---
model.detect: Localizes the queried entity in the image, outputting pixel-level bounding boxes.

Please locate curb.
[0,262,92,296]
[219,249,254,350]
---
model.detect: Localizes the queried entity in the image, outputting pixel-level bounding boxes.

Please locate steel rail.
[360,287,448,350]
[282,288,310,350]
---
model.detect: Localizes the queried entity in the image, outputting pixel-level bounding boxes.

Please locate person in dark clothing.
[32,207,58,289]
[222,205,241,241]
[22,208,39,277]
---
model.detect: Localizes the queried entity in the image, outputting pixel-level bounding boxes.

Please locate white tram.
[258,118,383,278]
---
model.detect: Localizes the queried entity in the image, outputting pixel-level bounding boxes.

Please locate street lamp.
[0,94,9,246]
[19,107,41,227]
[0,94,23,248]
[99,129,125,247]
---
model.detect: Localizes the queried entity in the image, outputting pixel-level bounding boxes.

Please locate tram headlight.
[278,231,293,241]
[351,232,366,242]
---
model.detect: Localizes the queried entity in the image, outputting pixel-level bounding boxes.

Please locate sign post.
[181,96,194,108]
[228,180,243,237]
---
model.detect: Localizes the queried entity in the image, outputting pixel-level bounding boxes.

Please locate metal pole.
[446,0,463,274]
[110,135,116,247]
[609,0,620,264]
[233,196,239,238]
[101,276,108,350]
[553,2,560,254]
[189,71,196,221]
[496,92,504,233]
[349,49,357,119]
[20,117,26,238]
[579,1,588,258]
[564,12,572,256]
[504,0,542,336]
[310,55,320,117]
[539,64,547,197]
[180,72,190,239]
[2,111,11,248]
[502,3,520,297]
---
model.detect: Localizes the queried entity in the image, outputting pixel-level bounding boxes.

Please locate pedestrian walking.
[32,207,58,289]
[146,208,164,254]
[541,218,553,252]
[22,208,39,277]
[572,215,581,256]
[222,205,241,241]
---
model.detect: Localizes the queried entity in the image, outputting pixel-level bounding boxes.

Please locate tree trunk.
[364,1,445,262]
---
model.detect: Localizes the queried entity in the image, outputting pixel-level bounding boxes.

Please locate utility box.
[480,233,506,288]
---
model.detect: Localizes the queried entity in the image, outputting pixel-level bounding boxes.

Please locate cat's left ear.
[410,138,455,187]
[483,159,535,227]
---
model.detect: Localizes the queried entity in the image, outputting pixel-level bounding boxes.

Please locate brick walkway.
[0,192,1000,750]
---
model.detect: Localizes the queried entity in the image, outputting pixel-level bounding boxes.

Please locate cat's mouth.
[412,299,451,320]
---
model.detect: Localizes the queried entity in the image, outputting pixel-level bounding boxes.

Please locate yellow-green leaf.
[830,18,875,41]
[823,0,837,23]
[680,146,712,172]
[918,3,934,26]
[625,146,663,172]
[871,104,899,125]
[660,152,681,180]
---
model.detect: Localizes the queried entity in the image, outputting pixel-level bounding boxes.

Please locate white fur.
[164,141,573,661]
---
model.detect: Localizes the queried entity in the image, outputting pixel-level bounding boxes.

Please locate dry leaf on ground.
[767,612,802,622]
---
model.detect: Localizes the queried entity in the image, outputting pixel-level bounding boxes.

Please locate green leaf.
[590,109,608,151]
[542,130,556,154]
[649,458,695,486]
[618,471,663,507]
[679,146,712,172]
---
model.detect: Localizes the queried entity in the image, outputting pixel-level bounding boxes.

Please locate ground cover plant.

--- GIVEN REQUEST ---
Please identify every line in the material above that contains the word "ground" and copy each of those lines in full.

--- EXPECTED ANSWER ---
Please locate dry leaf on ground.
Please locate ground cover plant.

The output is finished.